## Task prompt
Retype the data below exactly; skip every image.

## Provided entries

★ ★ ★ ★

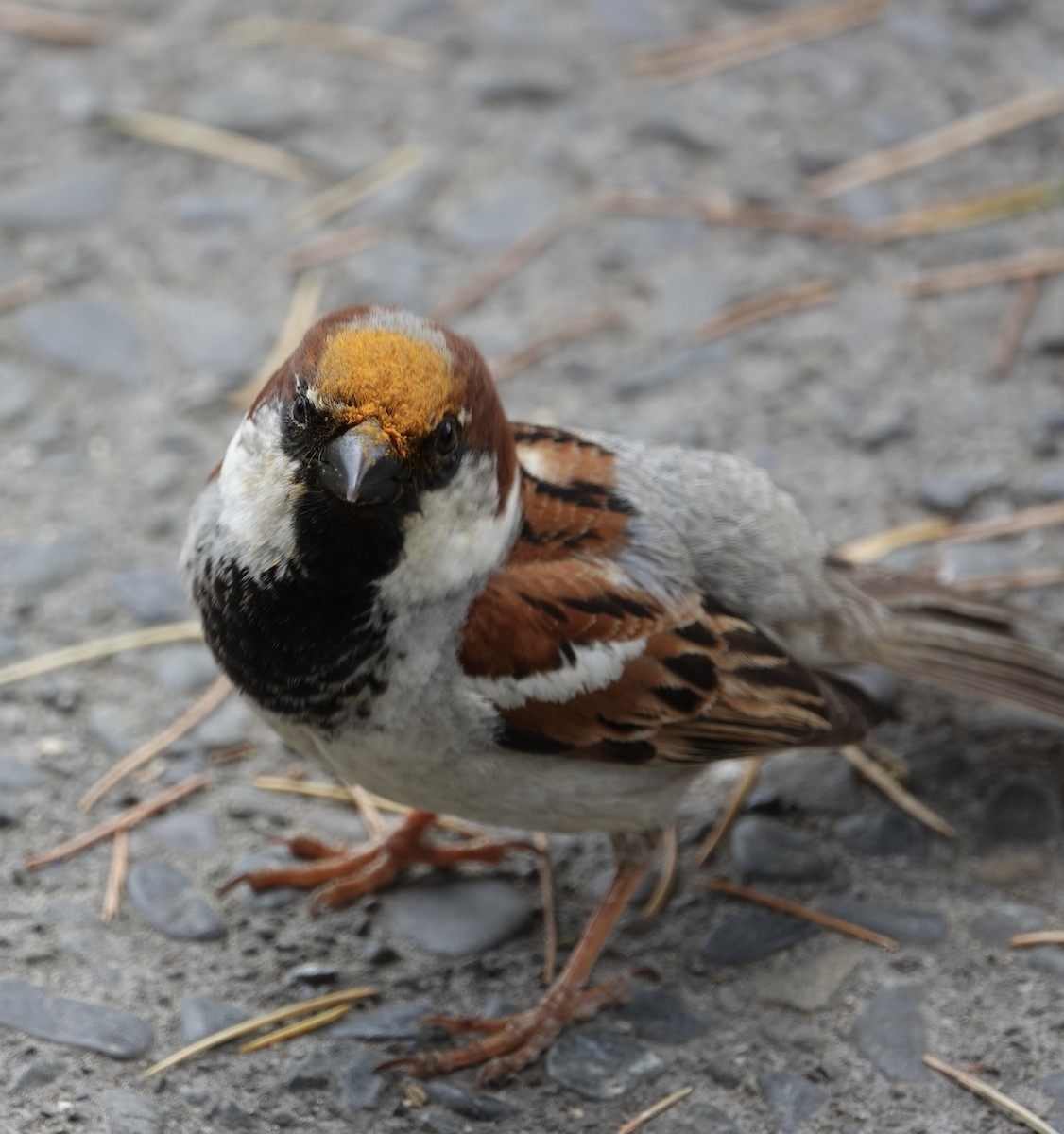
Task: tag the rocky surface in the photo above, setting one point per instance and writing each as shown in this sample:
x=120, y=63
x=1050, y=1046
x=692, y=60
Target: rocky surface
x=165, y=277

★ ★ ★ ★

## Task solution
Task: tag the rocky surface in the photo above, setting one point per instance and writing each as shown in this sample:
x=120, y=63
x=1050, y=1046
x=692, y=60
Target: rocky surface
x=165, y=277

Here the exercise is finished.